Check your understanding:
- A) Reproduce the part of the Saatchi Art text that opens with the words containing "In 2016, Saatchi" and closes with "and other brands.", switching "3 continents" to "three continents".
- B) Please answer these questions from the Saatchi Art text:
(i) In what year was Saatchi Art founded, and under what name?
(ii) Who was appointed CEO of Saatchi Art in 2023?
(iii) In what month and year did Charles Saatchi initiate legal actions against Leaf Group?

Text shown:
----

Saatchi Art Group
- Company type: Subsidiary
- Founded: May 1, 2010; 16 years ago, in Santa Monica, California
- Headquarters: 1655 26th Street, Santa Monica, California, United States
- Key people: Sarah Meller (CEO; 2023–present);
- Website: www.saatchiart.com

= Saatchi Art =

Online art gallery

Saatchi Art Group is a Los Angeles-based e-commerce platform and online art gallery. Saatchi Art is an art platform that aims to help new artists enter the global art market. It is composed of the Saatchi Art online marketplace, The Other Art Fair, and the group's Hospitality Art Advisory.

==History==
Saatchi Art was founded in 2010 as Saatchi Online, which was owned by Charles Saatchi.

It was acquired by Demand Media, Inc. (currently Leaf Group) in August 2014, which was then bought by Graham Holdings Company in 2021.

In 2016, Saatchi Art acquired The Other Art Fair. Based in London and founded by Ryan Stanier, the Other Art Fair now operates across 3 continents and is the largest artist-led art event in the world.

In 2018, Saatchi Art debuted its hospitality art advisory services, offering art programming for hotels, restaurants, residential buildings, and healthcare institutions. The senior hospitality art advisory team has curated artworks for Four Seasons, Nobu Hotels, 1 Hotels, Waldorf Astoria, The Ritz-Carlton, St. Regis, and other brands.

In 2023, Sarah Meller was appointed CEO of Saatchi Art. Rebecca Wilson currently serves as Saatchi Art’s chief curator and vice president. She was formerly a director at the Saatchi Gallery in London and was responsible for maintaining the gallery's online presence.

== Controversies==
In November 2014, Charles Saatchi, then owner of Saatchi Gallery, initiated multiple legal actions in the United Kingdom's Chancery Division of High Court of Justice against Leaf Group, the current owners of Saatchi Art. Charles Saatchi's contention arose from an alleged breach of an intellectual property agreement dated February 18, 2010, prompting him to ask Demand Media to cease the usage of the “Saatchi Art” name and compensate him for profits made from the name since the alleged breach. He also alleged that the low average transaction price on Saatchi Art might dilute the Saatchi brand's association with the high-end art market.

----

Point localization data:

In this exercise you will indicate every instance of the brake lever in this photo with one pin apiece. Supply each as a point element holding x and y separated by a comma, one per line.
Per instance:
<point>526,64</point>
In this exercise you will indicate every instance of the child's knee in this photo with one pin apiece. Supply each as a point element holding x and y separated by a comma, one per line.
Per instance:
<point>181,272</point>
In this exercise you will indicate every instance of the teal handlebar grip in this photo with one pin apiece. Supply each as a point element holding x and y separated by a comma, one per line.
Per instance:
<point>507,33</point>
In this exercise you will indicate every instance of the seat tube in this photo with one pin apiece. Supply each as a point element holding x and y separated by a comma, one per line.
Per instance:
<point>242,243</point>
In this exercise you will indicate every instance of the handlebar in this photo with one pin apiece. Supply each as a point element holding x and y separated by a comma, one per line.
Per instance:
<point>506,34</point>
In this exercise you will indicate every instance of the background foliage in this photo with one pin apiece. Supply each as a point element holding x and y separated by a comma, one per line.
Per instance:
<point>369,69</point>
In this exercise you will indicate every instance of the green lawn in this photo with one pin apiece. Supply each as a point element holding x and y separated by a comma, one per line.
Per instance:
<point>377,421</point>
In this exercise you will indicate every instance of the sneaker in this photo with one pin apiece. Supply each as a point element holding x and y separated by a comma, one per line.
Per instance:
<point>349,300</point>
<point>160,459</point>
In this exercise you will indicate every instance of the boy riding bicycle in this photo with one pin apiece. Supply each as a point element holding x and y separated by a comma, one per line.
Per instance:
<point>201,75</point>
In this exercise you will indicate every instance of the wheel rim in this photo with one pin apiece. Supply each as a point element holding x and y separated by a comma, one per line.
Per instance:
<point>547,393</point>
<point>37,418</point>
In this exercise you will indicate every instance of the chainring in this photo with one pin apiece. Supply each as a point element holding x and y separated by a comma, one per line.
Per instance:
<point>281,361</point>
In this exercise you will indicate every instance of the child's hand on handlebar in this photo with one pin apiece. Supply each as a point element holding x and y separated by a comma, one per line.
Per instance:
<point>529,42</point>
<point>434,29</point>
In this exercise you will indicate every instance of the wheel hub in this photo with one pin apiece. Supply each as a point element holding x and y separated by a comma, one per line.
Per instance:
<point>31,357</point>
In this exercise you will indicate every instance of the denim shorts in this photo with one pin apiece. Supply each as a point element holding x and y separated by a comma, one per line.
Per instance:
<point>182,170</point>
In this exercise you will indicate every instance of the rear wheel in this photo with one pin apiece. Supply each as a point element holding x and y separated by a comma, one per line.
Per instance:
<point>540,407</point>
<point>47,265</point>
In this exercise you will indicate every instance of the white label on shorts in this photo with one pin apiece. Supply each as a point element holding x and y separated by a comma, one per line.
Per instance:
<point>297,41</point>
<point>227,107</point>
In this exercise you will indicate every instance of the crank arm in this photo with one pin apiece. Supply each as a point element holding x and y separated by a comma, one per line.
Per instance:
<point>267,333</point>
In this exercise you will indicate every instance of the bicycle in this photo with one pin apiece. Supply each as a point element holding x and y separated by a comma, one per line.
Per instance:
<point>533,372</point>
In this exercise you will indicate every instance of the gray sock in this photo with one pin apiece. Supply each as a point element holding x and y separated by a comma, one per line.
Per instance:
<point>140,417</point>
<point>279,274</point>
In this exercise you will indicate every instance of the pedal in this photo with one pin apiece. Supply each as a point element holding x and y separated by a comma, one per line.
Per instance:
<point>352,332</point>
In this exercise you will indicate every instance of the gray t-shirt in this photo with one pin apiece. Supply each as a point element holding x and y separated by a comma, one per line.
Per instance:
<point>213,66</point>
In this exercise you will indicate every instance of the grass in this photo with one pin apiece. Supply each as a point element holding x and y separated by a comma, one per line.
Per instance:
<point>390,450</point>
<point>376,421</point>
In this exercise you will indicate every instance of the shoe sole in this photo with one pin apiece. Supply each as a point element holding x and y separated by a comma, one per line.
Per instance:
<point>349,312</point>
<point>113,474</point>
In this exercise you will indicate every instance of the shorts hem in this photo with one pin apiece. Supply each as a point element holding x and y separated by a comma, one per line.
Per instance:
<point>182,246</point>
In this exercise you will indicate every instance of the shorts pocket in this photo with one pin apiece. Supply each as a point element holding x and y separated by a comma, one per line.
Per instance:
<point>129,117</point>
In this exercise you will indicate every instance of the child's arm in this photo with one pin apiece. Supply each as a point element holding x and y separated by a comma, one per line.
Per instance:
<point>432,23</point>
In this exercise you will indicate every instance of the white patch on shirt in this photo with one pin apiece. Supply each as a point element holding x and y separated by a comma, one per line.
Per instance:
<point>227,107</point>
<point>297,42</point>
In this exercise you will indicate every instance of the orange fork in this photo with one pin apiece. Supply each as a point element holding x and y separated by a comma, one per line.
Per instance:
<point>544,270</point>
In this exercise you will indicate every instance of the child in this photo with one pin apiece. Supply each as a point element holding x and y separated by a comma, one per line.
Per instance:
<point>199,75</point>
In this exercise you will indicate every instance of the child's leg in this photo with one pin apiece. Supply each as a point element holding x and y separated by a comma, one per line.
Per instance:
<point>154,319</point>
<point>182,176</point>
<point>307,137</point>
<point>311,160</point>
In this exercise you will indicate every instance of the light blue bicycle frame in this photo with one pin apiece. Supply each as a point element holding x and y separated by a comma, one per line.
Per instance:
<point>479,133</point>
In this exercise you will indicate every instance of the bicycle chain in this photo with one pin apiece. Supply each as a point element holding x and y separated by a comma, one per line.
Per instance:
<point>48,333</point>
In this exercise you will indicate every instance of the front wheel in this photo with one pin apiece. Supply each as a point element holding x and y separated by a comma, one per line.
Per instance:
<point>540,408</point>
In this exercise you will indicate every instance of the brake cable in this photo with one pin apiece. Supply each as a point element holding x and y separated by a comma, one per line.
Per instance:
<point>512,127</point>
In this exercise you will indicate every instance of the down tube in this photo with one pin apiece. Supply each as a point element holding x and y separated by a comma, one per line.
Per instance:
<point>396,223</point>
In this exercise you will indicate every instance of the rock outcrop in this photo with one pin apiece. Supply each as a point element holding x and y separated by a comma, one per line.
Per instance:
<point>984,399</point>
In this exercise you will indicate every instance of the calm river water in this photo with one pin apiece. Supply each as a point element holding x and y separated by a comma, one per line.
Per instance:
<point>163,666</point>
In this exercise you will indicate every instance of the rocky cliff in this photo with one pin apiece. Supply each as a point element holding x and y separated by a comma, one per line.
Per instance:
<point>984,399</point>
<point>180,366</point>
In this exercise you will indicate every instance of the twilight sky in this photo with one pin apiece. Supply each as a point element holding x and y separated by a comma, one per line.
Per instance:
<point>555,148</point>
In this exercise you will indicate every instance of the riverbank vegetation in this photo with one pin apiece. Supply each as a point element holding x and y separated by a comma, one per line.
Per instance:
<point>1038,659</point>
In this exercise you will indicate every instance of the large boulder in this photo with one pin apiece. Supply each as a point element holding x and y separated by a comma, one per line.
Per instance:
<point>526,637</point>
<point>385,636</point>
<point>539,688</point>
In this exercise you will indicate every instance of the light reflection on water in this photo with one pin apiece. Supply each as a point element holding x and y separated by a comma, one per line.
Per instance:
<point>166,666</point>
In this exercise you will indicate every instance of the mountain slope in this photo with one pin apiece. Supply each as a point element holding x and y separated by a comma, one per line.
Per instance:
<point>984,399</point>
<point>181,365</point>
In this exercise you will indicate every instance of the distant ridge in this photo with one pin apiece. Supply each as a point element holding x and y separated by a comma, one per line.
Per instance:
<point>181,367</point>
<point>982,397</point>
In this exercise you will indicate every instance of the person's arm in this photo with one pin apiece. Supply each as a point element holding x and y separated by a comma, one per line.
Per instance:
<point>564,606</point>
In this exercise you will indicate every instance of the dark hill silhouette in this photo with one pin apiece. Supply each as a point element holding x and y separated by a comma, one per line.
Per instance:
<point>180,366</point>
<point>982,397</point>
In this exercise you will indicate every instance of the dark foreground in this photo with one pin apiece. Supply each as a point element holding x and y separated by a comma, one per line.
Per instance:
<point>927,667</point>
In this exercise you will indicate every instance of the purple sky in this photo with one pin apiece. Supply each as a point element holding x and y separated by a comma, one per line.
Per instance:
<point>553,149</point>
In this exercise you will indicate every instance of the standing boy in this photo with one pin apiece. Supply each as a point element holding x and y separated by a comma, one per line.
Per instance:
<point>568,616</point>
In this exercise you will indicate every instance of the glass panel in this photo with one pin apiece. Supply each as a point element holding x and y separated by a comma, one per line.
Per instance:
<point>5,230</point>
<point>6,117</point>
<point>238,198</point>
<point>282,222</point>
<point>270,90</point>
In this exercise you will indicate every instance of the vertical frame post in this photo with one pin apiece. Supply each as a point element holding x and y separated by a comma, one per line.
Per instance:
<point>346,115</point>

----

Solved tasks:
- A)
In 2016, Saatchi Art acquired The Other Art Fair. Based in London and founded by Ryan Stanier, the Other Art Fair now operates across three continents and is the largest artist-led art event in the world.

In 2018, Saatchi Art debuted its hospitality art advisory services, offering art programming for hotels, restaurants, residential buildings, and healthcare institutions. The senior hospitality art advisory team has curated artworks for Four Seasons, Nobu Hotels, 1 Hotels, Waldorf Astoria, The Ritz-Carlton, St. Regis, and other brands.

- B)
(i) 2010, as Saatchi Online
(ii) Sarah Meller
(iii) November 2014